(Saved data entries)
──────────

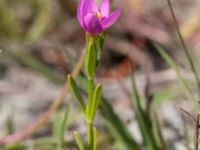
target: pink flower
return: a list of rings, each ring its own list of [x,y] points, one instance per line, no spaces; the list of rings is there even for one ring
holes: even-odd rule
[[[80,0],[77,17],[85,32],[89,32],[92,35],[98,35],[117,21],[120,12],[121,11],[117,9],[109,14],[109,0],[102,0],[100,9],[95,0]]]

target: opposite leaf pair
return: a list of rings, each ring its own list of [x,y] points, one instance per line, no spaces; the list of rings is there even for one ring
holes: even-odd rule
[[[79,92],[79,89],[76,85],[76,82],[74,81],[74,79],[71,75],[68,75],[68,83],[70,85],[72,93],[73,93],[79,107],[84,112],[87,121],[93,122],[94,116],[97,112],[97,108],[98,108],[99,103],[100,103],[102,86],[100,84],[98,84],[96,86],[96,88],[94,90],[94,95],[93,95],[92,101],[88,102],[88,106],[86,106],[86,104],[85,104],[85,102],[84,102],[84,100],[83,100],[83,98],[82,98],[82,96]]]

──────────

*BRIEF:* A word-for-word copy of the records is required. Leave out every picture.

*RESPONSE FOR THIS EXERCISE:*
target: pink flower
return: a list of rings, each ring its own list of [x,y] points, one instance per line, no spaces; the list of rings is there even for one ring
holes: even-odd rule
[[[80,0],[77,17],[85,32],[89,32],[92,35],[98,35],[117,21],[120,12],[121,11],[117,9],[109,14],[109,0],[102,0],[100,9],[95,0]]]

target: opposite leaf pair
return: a list of rings, each ring its own list of [x,y] points, one instance per line, no spaces; the list of rings is there even for one ring
holes: even-odd rule
[[[79,92],[79,89],[76,85],[76,82],[74,81],[74,79],[71,75],[68,75],[68,83],[70,85],[72,93],[73,93],[79,107],[84,112],[87,121],[93,122],[94,116],[97,112],[97,108],[98,108],[99,103],[100,103],[102,86],[100,84],[98,84],[96,86],[96,88],[94,90],[94,95],[93,95],[92,101],[88,102],[88,106],[86,106],[86,104],[85,104],[85,102],[84,102],[84,100],[83,100],[83,98],[82,98],[82,96]]]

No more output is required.